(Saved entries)
==============================

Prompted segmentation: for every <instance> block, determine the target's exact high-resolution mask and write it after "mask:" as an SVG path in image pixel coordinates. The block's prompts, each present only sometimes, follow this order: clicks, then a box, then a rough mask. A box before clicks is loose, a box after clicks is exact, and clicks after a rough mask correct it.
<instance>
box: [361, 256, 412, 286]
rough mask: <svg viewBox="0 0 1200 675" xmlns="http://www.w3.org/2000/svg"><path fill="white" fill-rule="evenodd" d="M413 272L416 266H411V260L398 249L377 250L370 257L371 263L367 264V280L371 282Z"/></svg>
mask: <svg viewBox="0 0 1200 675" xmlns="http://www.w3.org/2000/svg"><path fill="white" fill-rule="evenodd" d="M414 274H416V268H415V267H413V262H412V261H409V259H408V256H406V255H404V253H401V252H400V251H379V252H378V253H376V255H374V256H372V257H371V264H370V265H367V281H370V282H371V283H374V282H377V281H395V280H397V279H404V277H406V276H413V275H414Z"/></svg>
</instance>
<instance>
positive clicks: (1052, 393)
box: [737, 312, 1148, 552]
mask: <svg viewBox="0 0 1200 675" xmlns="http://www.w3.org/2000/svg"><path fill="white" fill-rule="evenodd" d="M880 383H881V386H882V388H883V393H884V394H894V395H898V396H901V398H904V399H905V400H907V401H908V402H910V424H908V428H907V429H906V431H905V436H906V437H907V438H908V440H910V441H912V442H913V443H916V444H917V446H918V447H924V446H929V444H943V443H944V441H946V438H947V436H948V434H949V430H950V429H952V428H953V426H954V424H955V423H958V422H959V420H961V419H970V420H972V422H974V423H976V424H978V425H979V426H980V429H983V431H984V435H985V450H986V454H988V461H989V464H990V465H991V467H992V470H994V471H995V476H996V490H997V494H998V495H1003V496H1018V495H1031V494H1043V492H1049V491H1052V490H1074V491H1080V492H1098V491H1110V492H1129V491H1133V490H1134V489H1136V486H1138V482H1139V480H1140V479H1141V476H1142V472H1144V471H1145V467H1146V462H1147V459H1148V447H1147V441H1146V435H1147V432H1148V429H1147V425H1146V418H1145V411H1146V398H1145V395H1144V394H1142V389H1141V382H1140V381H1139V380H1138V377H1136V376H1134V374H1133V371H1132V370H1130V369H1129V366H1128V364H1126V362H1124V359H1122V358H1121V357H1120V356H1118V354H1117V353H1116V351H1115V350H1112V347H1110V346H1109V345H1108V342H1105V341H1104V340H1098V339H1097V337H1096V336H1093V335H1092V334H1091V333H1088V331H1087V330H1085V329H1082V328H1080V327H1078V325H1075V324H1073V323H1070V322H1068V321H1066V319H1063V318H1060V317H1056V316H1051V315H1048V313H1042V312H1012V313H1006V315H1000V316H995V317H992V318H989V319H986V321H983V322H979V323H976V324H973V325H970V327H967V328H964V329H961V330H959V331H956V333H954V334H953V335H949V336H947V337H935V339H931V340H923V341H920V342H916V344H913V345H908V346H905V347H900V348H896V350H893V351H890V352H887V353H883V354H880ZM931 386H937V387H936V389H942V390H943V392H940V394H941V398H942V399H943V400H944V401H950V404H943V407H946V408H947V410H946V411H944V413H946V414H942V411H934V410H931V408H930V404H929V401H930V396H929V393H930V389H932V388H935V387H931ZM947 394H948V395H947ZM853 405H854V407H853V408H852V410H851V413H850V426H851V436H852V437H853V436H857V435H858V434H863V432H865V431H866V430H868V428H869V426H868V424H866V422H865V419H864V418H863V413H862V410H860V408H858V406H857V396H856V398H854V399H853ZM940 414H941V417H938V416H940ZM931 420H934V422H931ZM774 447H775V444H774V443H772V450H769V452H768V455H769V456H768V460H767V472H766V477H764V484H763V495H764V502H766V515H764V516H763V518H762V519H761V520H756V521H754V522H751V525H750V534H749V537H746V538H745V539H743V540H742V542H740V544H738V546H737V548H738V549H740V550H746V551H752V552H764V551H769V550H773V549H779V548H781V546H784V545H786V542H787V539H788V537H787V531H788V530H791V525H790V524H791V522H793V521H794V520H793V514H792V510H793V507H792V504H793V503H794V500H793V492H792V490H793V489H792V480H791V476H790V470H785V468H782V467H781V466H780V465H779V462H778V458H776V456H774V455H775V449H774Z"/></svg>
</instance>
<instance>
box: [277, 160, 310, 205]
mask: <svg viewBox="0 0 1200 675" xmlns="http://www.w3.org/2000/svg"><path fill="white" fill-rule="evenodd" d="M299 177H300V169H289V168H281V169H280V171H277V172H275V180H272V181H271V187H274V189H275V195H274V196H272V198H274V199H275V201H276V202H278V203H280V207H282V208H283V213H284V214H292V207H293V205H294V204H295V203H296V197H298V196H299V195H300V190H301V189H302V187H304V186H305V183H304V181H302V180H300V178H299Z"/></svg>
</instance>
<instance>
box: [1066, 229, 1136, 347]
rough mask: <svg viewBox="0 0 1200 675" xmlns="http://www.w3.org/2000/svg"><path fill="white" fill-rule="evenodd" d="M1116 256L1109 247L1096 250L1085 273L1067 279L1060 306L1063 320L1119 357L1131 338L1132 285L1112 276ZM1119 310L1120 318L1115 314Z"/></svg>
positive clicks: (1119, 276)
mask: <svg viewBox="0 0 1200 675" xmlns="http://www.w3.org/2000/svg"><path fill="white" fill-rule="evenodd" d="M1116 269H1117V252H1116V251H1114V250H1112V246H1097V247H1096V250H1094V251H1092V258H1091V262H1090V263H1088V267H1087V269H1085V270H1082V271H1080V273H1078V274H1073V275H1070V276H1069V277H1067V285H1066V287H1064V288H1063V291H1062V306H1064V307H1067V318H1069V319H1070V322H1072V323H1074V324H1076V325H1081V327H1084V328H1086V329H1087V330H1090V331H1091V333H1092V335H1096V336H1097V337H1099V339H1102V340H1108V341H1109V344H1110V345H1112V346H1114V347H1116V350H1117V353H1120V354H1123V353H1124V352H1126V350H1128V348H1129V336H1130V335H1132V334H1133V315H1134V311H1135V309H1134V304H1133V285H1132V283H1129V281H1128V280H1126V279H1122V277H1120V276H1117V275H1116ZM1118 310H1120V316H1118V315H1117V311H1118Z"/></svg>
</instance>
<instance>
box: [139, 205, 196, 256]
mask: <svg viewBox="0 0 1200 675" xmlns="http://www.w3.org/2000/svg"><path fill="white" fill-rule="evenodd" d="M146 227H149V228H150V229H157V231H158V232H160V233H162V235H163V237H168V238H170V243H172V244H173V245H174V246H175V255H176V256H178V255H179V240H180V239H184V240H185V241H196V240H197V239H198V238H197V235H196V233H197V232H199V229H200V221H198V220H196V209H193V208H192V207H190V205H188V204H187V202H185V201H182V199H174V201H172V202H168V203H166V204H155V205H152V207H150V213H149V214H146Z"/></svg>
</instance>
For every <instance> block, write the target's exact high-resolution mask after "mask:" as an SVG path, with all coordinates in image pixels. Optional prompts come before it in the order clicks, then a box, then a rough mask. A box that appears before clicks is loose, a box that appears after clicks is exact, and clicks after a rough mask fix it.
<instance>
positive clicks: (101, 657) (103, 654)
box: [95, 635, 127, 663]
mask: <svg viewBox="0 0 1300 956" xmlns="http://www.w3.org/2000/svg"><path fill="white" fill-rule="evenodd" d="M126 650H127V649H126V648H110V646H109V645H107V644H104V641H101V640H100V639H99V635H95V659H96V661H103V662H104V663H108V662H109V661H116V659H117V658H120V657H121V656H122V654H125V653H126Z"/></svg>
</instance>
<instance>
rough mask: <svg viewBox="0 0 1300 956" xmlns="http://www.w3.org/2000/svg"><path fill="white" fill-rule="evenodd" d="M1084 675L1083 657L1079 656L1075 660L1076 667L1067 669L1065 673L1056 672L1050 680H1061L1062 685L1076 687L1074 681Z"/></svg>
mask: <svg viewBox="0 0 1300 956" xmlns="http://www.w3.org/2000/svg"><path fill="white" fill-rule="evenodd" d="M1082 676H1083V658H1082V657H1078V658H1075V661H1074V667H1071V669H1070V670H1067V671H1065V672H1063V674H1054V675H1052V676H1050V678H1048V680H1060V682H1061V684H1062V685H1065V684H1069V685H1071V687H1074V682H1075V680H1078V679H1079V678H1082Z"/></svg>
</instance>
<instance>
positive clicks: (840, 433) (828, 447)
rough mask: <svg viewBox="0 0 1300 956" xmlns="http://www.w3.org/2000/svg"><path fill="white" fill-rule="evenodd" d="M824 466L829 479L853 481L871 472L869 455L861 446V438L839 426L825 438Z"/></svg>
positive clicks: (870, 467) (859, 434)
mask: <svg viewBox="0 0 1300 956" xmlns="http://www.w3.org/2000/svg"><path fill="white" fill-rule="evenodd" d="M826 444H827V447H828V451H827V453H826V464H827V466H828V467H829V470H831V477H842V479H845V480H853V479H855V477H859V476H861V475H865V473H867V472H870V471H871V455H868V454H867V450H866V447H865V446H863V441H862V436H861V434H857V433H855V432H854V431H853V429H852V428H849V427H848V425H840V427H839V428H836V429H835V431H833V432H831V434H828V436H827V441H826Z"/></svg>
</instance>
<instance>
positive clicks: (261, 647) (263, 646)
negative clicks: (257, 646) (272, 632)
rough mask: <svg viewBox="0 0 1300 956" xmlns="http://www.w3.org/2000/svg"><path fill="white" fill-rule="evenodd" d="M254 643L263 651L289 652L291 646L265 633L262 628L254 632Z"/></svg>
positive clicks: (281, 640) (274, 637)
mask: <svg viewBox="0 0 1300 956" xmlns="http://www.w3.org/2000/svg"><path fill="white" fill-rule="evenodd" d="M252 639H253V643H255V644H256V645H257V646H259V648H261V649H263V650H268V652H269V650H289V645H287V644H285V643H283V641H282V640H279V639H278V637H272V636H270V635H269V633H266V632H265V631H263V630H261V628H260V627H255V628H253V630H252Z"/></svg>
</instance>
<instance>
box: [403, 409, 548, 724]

==============================

PROBLEM: Each line above that contains the word "every" should be copied.

RESPONSE TO THIS EXERCISE:
Prompted segmentation: for every <instance> block, determine the target's exact high-resolution mask and write it after "mask:" as an SVG path in image pixel coordinates. The block's prompts, each present only sometimes, follow this order: clicks, then a box, then a rough mask. A box before clicks is loose, a box after clicks is exact, and clicks after a rough mask correct it.
For every <instance> block, write the target's exact high-resolution mask after "mask:" as an SVG path, with all coordinates in image pixels. Optional prompts come before it in the order clicks, then a box, then a rough mask. A box that appears before clicks is loose, a box that appears after clicks is exact, and clicks after a rough mask fix it.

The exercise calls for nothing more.